List the qualities that the text below on standardizing R scripts gives as the aims of standardizing the team's approach.

-- Begin Supplied passage --

My colleagues and I routinely create ad hoc scripts in R, to perform ETL on proprietary data and generate automated reports for clients. I am attempting to standardize our approach, for the sake of consistency, modularity, and reusability.
In particular, I want to consolidate our most commonly used functions in a central directory, and to access them as if they were functions from a proprietary R package. However, I am quite raw as an R developer, and my teammates are even less experienced in R development. As such, the development of a formal package is unfeasible for the moment.

-- End Supplied passage --
-- Begin Stored data --

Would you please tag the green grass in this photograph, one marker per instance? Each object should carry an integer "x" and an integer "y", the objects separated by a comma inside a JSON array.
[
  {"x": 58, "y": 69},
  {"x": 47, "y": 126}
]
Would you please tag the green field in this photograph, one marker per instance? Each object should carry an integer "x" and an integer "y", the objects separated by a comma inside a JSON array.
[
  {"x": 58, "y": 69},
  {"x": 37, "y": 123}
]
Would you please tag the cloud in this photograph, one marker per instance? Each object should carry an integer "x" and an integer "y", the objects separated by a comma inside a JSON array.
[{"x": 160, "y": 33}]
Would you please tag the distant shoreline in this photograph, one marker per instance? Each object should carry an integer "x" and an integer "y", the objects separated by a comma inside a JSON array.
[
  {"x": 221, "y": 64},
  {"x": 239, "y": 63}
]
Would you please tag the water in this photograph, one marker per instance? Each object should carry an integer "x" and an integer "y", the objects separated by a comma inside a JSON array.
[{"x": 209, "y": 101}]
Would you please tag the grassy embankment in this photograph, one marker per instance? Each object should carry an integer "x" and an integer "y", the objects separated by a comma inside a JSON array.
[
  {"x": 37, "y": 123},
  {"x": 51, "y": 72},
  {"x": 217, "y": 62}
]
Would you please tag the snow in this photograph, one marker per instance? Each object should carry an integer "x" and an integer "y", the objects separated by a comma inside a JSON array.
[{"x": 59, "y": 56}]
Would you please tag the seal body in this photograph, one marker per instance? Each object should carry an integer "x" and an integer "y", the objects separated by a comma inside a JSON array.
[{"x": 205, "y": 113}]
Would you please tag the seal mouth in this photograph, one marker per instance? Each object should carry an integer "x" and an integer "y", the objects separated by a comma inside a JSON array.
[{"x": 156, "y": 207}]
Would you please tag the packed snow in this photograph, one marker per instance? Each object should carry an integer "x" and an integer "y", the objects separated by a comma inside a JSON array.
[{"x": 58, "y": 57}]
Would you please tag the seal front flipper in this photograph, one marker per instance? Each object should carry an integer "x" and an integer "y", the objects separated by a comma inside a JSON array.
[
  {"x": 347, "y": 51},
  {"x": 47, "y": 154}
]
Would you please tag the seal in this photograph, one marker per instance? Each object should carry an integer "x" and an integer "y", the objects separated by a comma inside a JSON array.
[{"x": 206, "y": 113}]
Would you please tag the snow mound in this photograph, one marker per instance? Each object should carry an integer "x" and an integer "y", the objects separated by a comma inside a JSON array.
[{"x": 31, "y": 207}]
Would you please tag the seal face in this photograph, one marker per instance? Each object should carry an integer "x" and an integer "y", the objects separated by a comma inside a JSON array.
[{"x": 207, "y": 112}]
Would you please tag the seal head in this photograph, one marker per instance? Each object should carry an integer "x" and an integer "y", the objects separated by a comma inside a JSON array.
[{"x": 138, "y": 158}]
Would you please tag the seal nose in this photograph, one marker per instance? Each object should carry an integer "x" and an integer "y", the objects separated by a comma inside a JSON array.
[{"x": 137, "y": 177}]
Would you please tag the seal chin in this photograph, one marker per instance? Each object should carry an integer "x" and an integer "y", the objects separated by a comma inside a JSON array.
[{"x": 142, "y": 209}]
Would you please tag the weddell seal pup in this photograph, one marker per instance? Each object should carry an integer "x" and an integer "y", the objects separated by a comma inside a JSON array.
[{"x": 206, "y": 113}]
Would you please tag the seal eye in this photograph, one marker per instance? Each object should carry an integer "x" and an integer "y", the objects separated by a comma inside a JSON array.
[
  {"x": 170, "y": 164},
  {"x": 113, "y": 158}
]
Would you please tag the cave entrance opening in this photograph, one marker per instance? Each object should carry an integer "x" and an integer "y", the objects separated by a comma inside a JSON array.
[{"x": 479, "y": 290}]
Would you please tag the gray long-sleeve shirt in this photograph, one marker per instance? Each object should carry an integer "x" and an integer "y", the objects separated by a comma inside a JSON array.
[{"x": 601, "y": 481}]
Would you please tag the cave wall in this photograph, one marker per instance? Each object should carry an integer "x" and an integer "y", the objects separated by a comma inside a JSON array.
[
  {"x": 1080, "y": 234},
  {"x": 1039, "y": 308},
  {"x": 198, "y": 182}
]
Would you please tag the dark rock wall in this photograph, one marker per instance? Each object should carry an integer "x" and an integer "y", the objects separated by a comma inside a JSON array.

-- End Stored data --

• Answer to this task: Consistency, modularity, and reusability.